ECLI:NL:OGHACMB:2018:75
Gemeenschappelijk Hof van Justitie van Aruba, Curaçao, Sint Maarten en van Bonaire, Sint Eustatius en Saba
- Hoger beroep
- E.A. Saleh
- G.C.C. Lewin
- H.J. Fehmers
- Rechtspraak.nl
Hoger beroep inzake bewijsopdracht en houtsoort kozijnen in civiele zaak
In deze zaak, die voor het Gemeenschappelijk Hof van Justitie van Aruba, Curaçao, Sint Maarten en van Bonaire, Sint Eustatius en Saba werd behandeld, gaat het om een hoger beroep dat is ingesteld door de appellant, h.o.d.n. Floors & Doors, tegen de geïntimeerde. De zaak betreft een geschil over de houtsoort die is gebruikt voor kozijnen en de bewijsopdracht die aan de geïntimeerde is opgelegd. De appellant betwist dat er rechtstreeks met de geïntimeerde is gecontracteerd en stelt dat de gebruikte houtsoort urapan is, terwijl de geïntimeerde stelt dat deze houtsoort niet voldoet aan de eisen van het houtsoortbeding dat in de overeenkomst zou zijn opgenomen.
Het Hof heeft in een tussenvonnis geoordeeld dat de geïntimeerde de betwiste stelling moet bewijzen, maar heeft om proceseconomische redenen besloten dat de geïntimeerde thans niet tot dat bewijs wordt toegelaten. Het Hof heeft vastgesteld dat de gebruikte houtsoort niet meranti is en dat de appellant stelt dat deze houtsoort geschikt is voor de productie van deuren en kozijnen in de tropen. Het Hof heeft beide stellingen voorshands bewezen geacht en de appellant toegelaten tot tegenbewijs.
In de beslissing heeft het Hof bepaald dat de appellant getuigen kan voorbrengen en dat partijen binnen veertien dagen verhinderdata moeten opgeven. Het vonnis is uitgesproken op 27 februari 2018 in aanwezigheid van de griffier.

### Oefendoel:
Kun je uit het bronfragment het deel overnemen dat opent met de woorden "In de beslissing" en sluit met "van de griffier.", woord voor woord en zonder iets te wijzigen? Ga uitsluitend uit van het bronfragment.

[Aanwijsgegevens voor regio's]
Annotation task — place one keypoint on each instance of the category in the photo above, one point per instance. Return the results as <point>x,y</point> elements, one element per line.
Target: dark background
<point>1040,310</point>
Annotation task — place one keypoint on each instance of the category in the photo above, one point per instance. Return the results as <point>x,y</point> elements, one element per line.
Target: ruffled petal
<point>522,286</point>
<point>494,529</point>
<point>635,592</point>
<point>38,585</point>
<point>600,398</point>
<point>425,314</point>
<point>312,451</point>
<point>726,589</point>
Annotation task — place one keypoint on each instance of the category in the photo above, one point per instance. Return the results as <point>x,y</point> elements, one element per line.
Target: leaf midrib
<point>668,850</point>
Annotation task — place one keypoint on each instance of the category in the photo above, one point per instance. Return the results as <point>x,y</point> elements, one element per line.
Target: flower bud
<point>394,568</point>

### Verwachte uitvoer:
In de beslissing heeft het Hof bepaald dat de appellant getuigen kan voorbrengen en dat partijen binnen veertien dagen verhinderdata moeten opgeven. Het vonnis is uitgesproken op 27 februari 2018 in aanwezigheid van de griffier.